BEGIN

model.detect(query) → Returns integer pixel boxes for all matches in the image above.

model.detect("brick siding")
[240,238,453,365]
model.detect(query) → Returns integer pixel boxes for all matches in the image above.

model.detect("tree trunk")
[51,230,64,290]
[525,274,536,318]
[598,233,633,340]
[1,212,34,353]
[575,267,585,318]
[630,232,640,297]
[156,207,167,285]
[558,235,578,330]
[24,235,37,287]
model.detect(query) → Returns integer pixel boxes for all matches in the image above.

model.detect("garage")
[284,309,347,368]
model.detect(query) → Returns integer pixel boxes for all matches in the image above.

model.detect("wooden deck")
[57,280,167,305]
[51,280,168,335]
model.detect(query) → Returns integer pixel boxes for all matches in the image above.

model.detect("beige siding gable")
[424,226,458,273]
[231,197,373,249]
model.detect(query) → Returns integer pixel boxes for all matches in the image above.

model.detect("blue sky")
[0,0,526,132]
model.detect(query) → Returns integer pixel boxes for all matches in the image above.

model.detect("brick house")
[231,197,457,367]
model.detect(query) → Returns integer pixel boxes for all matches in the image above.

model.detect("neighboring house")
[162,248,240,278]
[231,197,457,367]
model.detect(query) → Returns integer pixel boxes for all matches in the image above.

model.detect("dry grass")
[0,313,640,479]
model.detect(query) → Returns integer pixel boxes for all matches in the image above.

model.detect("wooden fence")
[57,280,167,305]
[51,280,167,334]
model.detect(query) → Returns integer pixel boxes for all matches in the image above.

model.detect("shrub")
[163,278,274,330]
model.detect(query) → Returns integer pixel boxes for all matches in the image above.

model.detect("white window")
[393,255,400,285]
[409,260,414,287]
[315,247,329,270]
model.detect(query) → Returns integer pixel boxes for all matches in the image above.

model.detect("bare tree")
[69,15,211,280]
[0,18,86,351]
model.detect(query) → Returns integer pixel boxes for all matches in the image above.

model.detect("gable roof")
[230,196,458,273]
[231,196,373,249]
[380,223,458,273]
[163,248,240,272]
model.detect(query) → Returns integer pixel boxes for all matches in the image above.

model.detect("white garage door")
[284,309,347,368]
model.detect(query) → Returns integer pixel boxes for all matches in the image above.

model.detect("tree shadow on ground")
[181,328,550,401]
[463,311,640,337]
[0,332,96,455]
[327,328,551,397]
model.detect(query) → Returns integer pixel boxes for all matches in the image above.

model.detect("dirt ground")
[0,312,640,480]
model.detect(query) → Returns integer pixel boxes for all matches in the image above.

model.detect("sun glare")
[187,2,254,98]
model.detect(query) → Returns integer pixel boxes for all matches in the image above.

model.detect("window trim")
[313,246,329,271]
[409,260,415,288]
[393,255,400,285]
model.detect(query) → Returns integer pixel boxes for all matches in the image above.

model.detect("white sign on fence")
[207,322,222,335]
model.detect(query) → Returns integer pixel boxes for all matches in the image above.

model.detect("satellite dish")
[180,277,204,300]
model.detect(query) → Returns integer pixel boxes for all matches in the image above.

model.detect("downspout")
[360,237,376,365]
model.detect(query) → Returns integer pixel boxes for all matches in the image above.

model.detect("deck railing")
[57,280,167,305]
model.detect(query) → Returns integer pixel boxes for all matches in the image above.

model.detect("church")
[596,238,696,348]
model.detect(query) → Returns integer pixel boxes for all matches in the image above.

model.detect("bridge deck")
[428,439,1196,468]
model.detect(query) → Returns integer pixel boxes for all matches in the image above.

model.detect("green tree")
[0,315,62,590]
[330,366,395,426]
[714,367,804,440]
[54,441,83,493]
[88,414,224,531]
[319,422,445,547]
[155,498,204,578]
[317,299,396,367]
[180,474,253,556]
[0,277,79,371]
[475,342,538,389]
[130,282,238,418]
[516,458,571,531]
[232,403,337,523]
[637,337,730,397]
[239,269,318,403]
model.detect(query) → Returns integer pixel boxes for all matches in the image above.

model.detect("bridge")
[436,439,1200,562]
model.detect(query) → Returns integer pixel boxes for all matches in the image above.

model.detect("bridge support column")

END

- **What the exercise asks**:
Collect every line of the data that contains the string "white", matching case exactly.

- **Written response**:
model.detect("white window")
model.detect("white garage door")
model.detect("white sign on fence")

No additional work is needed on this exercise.